Work instruction:
Images are to be omitted, and the rest of the records reproduced exactly.

Input:
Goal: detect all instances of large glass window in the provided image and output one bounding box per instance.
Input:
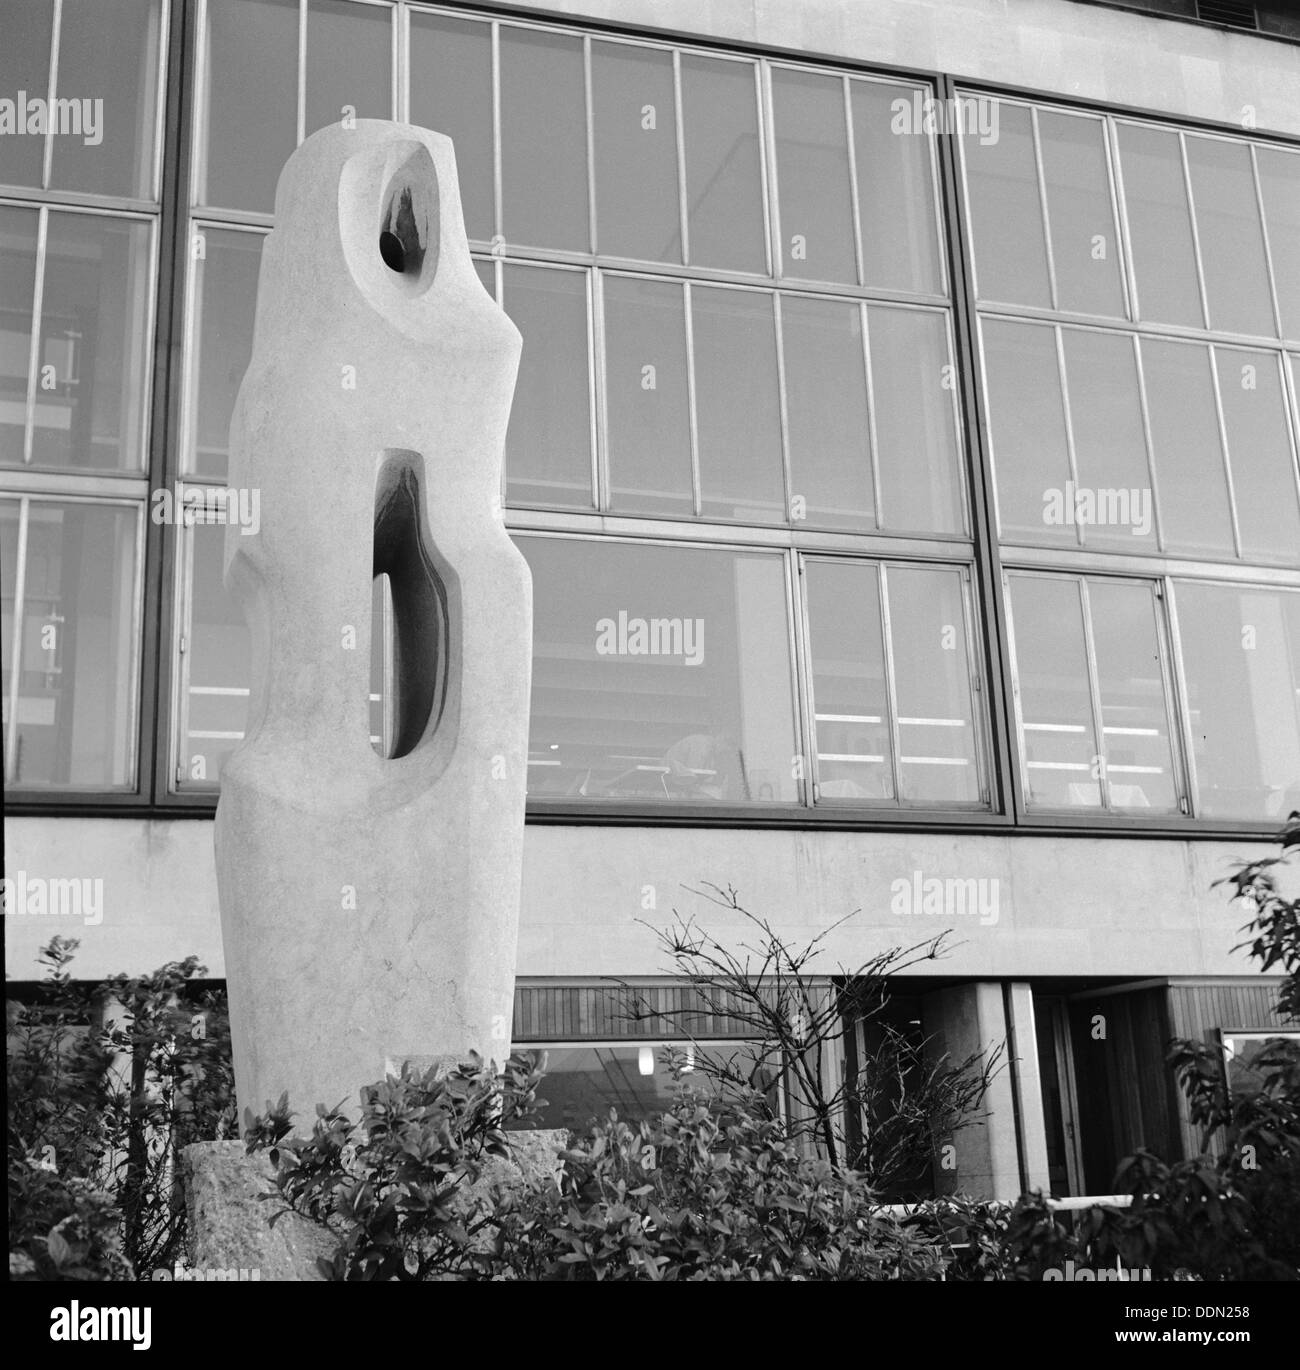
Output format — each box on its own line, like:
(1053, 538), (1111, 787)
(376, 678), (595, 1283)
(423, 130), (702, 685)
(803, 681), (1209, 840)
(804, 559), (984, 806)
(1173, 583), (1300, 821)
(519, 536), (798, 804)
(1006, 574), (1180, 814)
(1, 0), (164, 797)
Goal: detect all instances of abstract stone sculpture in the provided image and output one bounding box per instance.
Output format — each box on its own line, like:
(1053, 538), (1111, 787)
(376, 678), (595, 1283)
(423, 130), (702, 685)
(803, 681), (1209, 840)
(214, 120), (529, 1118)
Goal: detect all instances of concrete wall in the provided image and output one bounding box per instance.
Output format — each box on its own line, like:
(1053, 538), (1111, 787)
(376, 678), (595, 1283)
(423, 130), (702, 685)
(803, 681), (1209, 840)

Response box:
Goal: detect all instances of large glass window in the provided image and output one bounding box per instance.
Input:
Output format — each box on its own line, like:
(1053, 538), (1111, 787)
(376, 678), (595, 1283)
(423, 130), (702, 685)
(803, 681), (1209, 840)
(804, 559), (984, 806)
(1173, 583), (1300, 821)
(519, 536), (798, 804)
(1006, 574), (1180, 814)
(1, 0), (164, 797)
Goal: detect all instances of abstract stone sculpture in the provided image and output one bounding box per instance.
Output format — each box on its own line, like:
(1053, 538), (1111, 787)
(376, 678), (595, 1283)
(423, 130), (702, 685)
(803, 681), (1209, 840)
(214, 120), (529, 1118)
Goal: detect all instances of concrete wall in the provided image and output one bounding box per instance.
Output format — each box on its own line, like:
(1053, 538), (1111, 787)
(376, 678), (595, 1283)
(423, 130), (702, 685)
(803, 681), (1209, 840)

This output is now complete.